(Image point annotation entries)

===============

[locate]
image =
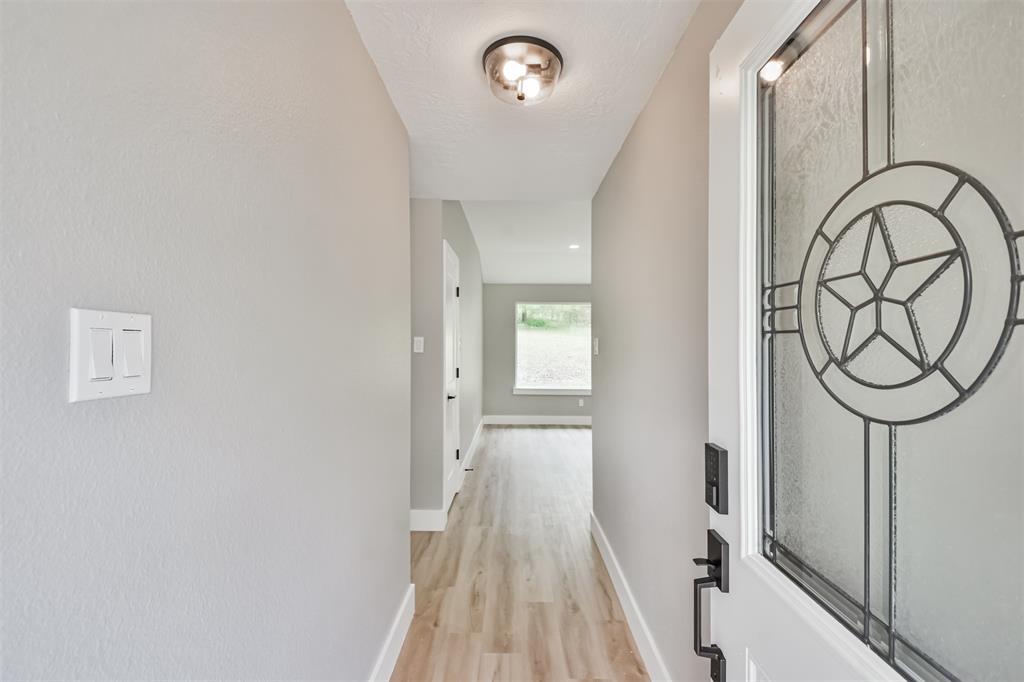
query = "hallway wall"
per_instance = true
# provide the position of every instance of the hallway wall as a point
(499, 350)
(433, 220)
(650, 298)
(238, 171)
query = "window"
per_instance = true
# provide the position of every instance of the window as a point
(552, 342)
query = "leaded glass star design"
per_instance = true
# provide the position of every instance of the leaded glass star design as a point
(869, 288)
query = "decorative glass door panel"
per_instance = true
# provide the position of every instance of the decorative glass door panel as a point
(892, 174)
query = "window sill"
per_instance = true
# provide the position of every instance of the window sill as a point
(550, 391)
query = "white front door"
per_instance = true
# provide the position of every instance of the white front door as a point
(866, 361)
(453, 344)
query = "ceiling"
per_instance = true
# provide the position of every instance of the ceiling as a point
(528, 242)
(465, 143)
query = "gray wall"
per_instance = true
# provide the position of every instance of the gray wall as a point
(650, 293)
(426, 475)
(239, 172)
(433, 220)
(499, 350)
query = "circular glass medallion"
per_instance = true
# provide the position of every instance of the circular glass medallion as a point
(888, 313)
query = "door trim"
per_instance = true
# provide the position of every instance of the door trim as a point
(743, 47)
(451, 483)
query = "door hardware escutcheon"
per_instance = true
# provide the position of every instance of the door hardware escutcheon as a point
(717, 563)
(717, 477)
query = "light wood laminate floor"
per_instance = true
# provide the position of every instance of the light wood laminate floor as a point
(515, 588)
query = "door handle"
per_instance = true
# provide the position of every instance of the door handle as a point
(711, 650)
(717, 562)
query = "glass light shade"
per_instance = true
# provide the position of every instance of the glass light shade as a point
(522, 70)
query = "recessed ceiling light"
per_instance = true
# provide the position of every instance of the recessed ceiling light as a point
(522, 70)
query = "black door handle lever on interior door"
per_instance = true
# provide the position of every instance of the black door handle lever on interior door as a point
(718, 577)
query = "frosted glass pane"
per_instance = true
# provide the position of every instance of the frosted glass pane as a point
(817, 138)
(904, 197)
(819, 454)
(958, 98)
(961, 519)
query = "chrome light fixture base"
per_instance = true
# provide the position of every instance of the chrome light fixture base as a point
(522, 70)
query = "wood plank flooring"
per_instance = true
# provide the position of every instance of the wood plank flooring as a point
(515, 588)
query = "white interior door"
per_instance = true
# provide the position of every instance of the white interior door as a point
(866, 367)
(453, 344)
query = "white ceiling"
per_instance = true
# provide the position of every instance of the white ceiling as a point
(528, 242)
(465, 143)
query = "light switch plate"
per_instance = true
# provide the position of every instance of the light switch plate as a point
(111, 354)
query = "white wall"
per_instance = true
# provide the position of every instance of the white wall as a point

===============

**Problem to work on**
Retype every entry verbatim and exclude the pictures from the copy.

**The completed task**
[locate]
image =
query = "hallway wall"
per_instance = true
# provide the position of every instance of the hallway wall as a point
(499, 350)
(433, 220)
(650, 298)
(238, 171)
query = "window"
per_instance = true
# provide the position of every instance of the window as a point
(552, 342)
query = "leaded glass star design"
per_instance = true
# provide the position of every instance of the leaded glass star design as a point
(869, 288)
query = "decorative glass door panel"
per_instance = true
# provide the position of every instance of the decorative glass door panel as a point
(892, 174)
query = "window sill"
per_instance = true
# provide the position of every instance of the window sill as a point
(550, 391)
query = "white front door"
per_instance = true
# provide the position of every instance of the white front door as a point
(866, 361)
(453, 344)
query = "ceiling"
per_instance = true
# provide the position of every instance of the ceiling as a point
(528, 242)
(465, 143)
query = "gray wall"
per_instance = true
# provide the position of every instance of the gray wall as a point
(650, 293)
(426, 475)
(239, 172)
(433, 220)
(499, 350)
query = "circular glass medallion"
per_instance = true
# provide the position of every instance of the circular glass medallion as a point
(888, 313)
query = "door trim"
per_instance = true
# provide the position of every instance of the door trim as a point
(743, 47)
(451, 483)
query = "door hardware escutcheon"
per_instance = true
# provide the position of every instance of the door hardware escutcheon as a point
(717, 563)
(717, 477)
query = "light wood laminate floor"
per_instance = true
# provide the position of every instance of the light wood laminate floor as a point
(515, 588)
query = "door handle"
per_instance = true
# provide the position of every instance of the door handle as a point
(711, 650)
(717, 562)
query = "glass light shade"
per_instance = true
# provide the position of every instance of the glass light shade as a point
(522, 70)
query = "recessed ceiling light"
per_instance = true
# provide the position of every instance of the recessed ceiling light as a point
(522, 70)
query = "black door handle lever on interior door"
per_instance = true
# provide the position of every instance of the black door handle lever on interior door as a point
(718, 577)
query = "frosted glass pane"
per_instance = true
# provide the position of every instance of the frosted glass pane as a point
(817, 138)
(904, 197)
(819, 454)
(958, 98)
(961, 519)
query = "chrome light fixture base"
per_instance = true
# provide the position of every instance of the chrome light fixture base as a point
(522, 70)
query = "wood plank flooring"
per_instance = true
# provide the position of every instance of the wood plank flooring as a point
(515, 588)
query = "white interior door"
per_instance = true
# provide the position of every instance of the white interior door as a point
(866, 367)
(453, 344)
query = "white ceiling"
per_instance = true
# provide the position of every instance of the white ceiling as a point
(528, 242)
(465, 143)
query = "light switch plate"
per_instance = true
# provide the position of every instance of the light switch plate as a point
(111, 354)
query = "white wall"
per_instance = true
# provide the position of every instance of the white wall as a point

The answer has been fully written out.